[APPLY WHAT YOU READ]:
**1.** In the poetry blog excerpt, which subway train are the workday bodies stacked on?
**2.** Pick up the poetry blog excerpt after its final sentence and carry it forward.

[READING PASSAGE]:
The subway takes me back downtown,

she follows drifting on a tide

of corporate sweat

from the workaday bodies

stacked like cordwood on the F train.

-----

Cupid creeps stalking his prey

on Bowery north of Houston,

writing Valentine's Day poems

on the back of dead band flyers,

torn off telephone poles

and abandoned holy shrines,

blown haunting down Bleeker

after the spectre of Joey Ramone.

I toast them righteous

with a goblet full of glass,

in the end bloody doomed

to shit out the shards

into tenement toilets

of artists unbowed.

-----

Side stepped sick to my soul

down the alleyways of promise

past a rain tickled insolence

free of ethics and ideals,

I taste sulfur and circumstance

and the cyanide of seekers,

when all along she's merely bleached,

free of stingers and the stung:

tied off,

pushing a hot shot

into her hell bound panic;

surfing plasma,

left to fade.




Sunday, February 6, 2011

Ice

Encased in a February

labyrinth of ice,

my spastic crazy chipping

at the melting warmth beyond.

I haunt my flash frozen

nightmarish winter dream,

a ghost of roads not taken,

a spineless spectre of bloodless flesh.

My boyhood filled with climbing trees

and kites strung taut against the sky,

I grew up to something else unsaid;

ground down to something less unseen.

-----

The ambiance of emergency

room chaos pumping out my stomach,

fruit of concrete glassine dances

down back alley homemade drugstores.

I'm out of phase with time and place,

wobbly on the hospital gurney,

until I take my blinders off

of ambulatory sanity

and drop back into luminescent

summers running through the sprinkler,

winters sledding, snow fort battles,

drunken, choking smoke haze household,

boozed and battered fish and chips

and cookie dough raw as the nerve endings

I gnaw on.

And on.

And on.

Saturday, February 5, 2011

1983

Father time's goddamn Lunar calendar has shed its skin again and drawn another ring around my trunk, forcing me to symbolically drop into the musical fetal position of my early 20s. Well, very early 20s - 20, 21 to be exact. 1983.  The first year I recall being relatively happy most of the time.

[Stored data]
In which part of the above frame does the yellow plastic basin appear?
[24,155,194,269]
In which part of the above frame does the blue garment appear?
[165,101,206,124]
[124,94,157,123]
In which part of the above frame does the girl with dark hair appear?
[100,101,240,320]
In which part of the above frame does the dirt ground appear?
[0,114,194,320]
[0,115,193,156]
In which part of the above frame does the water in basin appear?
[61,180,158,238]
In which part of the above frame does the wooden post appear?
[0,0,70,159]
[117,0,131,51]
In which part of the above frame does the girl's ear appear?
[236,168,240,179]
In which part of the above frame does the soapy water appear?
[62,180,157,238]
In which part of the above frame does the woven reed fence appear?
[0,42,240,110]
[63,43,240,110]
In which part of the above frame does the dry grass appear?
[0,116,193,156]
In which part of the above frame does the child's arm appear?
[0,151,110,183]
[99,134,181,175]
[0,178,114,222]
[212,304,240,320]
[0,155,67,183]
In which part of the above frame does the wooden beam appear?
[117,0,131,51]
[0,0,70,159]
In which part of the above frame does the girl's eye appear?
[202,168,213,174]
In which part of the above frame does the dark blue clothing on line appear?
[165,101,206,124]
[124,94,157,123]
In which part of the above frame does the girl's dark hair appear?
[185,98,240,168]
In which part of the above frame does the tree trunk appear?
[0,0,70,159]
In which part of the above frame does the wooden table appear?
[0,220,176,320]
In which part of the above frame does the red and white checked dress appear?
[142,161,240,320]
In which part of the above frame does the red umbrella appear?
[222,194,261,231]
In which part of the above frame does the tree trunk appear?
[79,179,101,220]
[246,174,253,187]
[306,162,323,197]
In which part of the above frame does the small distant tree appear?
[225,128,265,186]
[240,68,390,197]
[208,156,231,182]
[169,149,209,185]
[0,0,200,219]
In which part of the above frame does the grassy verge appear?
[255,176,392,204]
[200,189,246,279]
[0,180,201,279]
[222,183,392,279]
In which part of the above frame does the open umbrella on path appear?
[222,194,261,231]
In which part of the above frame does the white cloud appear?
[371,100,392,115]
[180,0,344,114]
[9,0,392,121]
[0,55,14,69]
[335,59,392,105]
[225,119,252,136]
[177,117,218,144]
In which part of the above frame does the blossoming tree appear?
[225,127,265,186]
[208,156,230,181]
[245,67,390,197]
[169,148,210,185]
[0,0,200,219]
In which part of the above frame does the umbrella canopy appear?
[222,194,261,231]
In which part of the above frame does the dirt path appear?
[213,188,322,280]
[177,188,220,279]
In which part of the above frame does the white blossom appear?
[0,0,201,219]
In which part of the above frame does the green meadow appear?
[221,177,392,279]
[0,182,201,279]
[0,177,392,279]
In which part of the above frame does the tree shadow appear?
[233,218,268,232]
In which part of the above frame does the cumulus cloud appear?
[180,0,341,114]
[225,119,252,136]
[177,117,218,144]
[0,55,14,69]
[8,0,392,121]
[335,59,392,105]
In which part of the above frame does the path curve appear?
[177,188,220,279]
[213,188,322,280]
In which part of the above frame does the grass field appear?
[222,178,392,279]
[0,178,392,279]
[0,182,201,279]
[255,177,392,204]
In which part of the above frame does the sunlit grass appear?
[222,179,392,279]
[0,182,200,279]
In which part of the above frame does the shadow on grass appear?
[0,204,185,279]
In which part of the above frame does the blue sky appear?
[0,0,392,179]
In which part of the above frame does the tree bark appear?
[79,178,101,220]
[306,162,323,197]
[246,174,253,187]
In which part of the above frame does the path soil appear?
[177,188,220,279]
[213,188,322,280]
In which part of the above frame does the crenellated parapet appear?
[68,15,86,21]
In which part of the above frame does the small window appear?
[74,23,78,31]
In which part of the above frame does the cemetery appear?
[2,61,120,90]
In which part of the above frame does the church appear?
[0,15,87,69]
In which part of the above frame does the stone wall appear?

[ANSWERS FOR EACH ITEM]:
**1.** The F train.

**2.**
Which is odd because I spent a good deal of '83 on what constituted a floating prison with 5000 other people, 4995 of whom I didn't know or, worse, really didn't want to know. Strangely, it might have been great because I'd finally felt free. Free of what? Of the 20 years that came before it, I guess. It was my first real job, I did it well, and it was interesting if morally abhorrent (thus began the compartmentalization of my ethics).

Maybe it was all the great music I could buy really cheaply there (for some reason, very few others on the ship cared for Nina Hagen, The Jam, Elvis Costello, etc. yet the ship's store always seemed to have cassettes of their albums available, marked down because they presumably couldn't get rid of them).

Maybe it was that I saw a bit of Europe for the first time: Italy, Greece ... well, Italy and Greece, anyway. Qaddafi and troubles in Lebanon put the kibosh on planned visits to Israel, Egypt and Spain that year.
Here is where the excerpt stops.